Set task: Reproduce the text of every item below verbatim, line for line. Omit the pictures.

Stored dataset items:
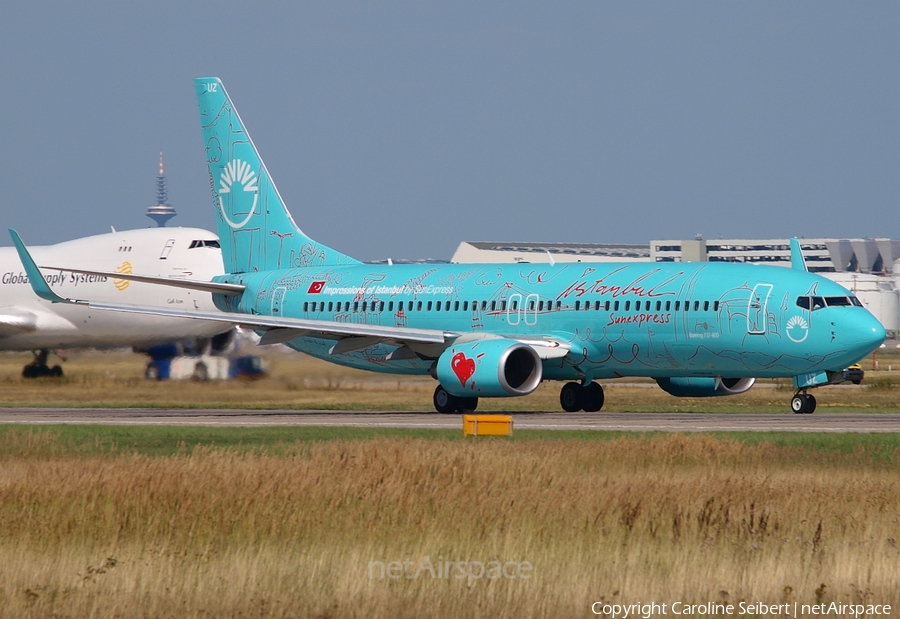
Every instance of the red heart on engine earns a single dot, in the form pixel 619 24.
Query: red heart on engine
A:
pixel 463 367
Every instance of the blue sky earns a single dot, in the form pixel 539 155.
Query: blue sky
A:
pixel 400 129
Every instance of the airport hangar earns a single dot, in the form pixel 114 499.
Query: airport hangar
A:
pixel 870 268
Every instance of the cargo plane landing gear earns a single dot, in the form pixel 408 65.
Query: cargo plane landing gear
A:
pixel 575 397
pixel 39 367
pixel 446 403
pixel 803 404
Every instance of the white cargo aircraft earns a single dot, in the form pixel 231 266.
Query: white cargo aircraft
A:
pixel 30 323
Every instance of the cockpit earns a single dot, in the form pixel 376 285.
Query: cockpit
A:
pixel 816 303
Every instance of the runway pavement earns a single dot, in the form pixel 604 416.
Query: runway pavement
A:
pixel 629 422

Output for this exercise:
Every instance of the red heart on engine earns a single dot, in the form pixel 619 24.
Query: red heart on engine
A:
pixel 463 367
Every instance of the blue sky earns a single dot, in the form pixel 539 155.
Query: blue sky
A:
pixel 400 129
Every instance of the airport hangar earns a single dot, in the form pixel 114 499.
Query: airport hangar
A:
pixel 870 268
Every instance of the cargo plane landing gear earns a single dot, in the form pixel 408 65.
Query: cargo plane landing gear
A:
pixel 575 397
pixel 39 367
pixel 446 403
pixel 803 404
Every instance of the white cargo aircraft earns a single dot, in the form pixel 231 266.
Query: white cargo aircraft
A:
pixel 30 323
Every instance of the cockpit earns a single dot, in the form pixel 376 285.
Query: cockpit
A:
pixel 816 303
Every instance of the runway pavement earns a single dot, in the form pixel 604 416.
Query: runway pavement
A:
pixel 629 422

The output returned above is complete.